- _Excerpt to read_
=-=-=

Boost spirit compile error for trivial grammar
Asked Answered
F

1

2

I am trying to compile a parser with the following rules:

else_statement =
    lit("else") > statement;

if_statement =
    lit("if") >> '(' >> expression >> ')' >> statement >> -else_statement;

The attribute of else_statement is statement, as is the statement rule that it consumes. The attribute of if_statement is a struct with members respectively types expression, statement and an optional statement (boost::optional<statement>).

Using the following BOOST_FUSION_ADAPT_STRUCT's:

BOOST_FUSION_ADAPT_STRUCT(ast::statement, m_statement_node)
BOOST_FUSION_ADAPT_STRUCT(ast::if_statement, m_condition, m_then, m_else)

where m_statement_node is a boost::variant for different statements that are possible.

I'd expect that if an else_statement is present, it will be put into the boost::optional<statement>, since the attribute of else_statement is statement. And this does work if I comment out the lit("else") > in the else_statement rule! But with the lit("else") present something strange happens: now boost::spirit is trying to fit a statement into the member of the optional statement (the boost::variant) which obviously won't compile because that only takes an A or B.

The resulting compile error looks like this:

/usr/include/boost/variant/variant.hpp:1534:38: error: no matching function for call to ‘boost::variant<ast::A, ast::B>::initializer::initialize(void*, const ast::statement&)’

What am I doing wrong? How can I solve this?

Below a complete test snippet that shows the error (and compiles when the lit("else") > is comment out).

// File: so.cpp
// Compile as: g++ -std=c++11 so.cpp

#include <boost/spirit/include/qi.hpp>
#include <boost/fusion/include/adapt_struct.hpp>
#include <boost/fusion/include/std_pair.hpp>
#include <boost/optional/optional_io.hpp>
#include <iostream>
#include <string>
#include <vector>

namespace ast
{

struct A { int a; friend std::ostream& operator<<(std::ostream& os, A const&) { return os << "A"; } };
struct B { int b; friend std::ostream& operator<<(std::ostream& os, B const&) { return os << "B"; } };
struct expression { int e; friend std::ostream& operator<<(std::ostream& os, expression const&) { return os << "expression"; } };

using statement_node = boost::variant<A, B>;

struct statement
{
  statement_node m_statement_node;

  friend std::ostream& operator<<(std::ostream& os, statement const& statement)

=-=-=

- _What you should do_
Please copy the Boost Spirit question again, starting at "The resulting compile" and ending at "is comment out).", renaming "snippet" to "program" throughout that stretch.

- _Recorded information_
=-=-=

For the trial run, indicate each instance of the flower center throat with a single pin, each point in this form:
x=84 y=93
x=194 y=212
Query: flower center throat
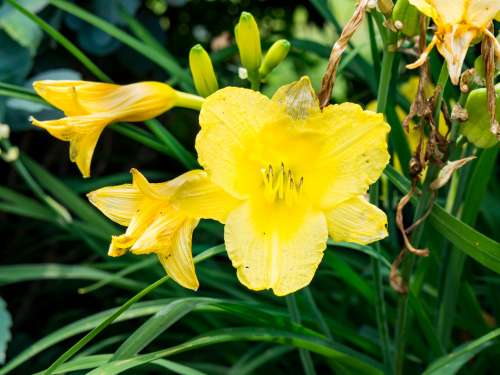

=-=-=

- _Solution to this exercise_
The resulting compile error looks like this:

/usr/include/boost/variant/variant.hpp:1534:38: error: no matching function for call to ‘boost::variant<ast::A, ast::B>::initializer::initialize(void*, const ast::statement&)’

What am I doing wrong? How can I solve this?

Below a complete test program that shows the error (and compiles when the lit("else") > is comment out).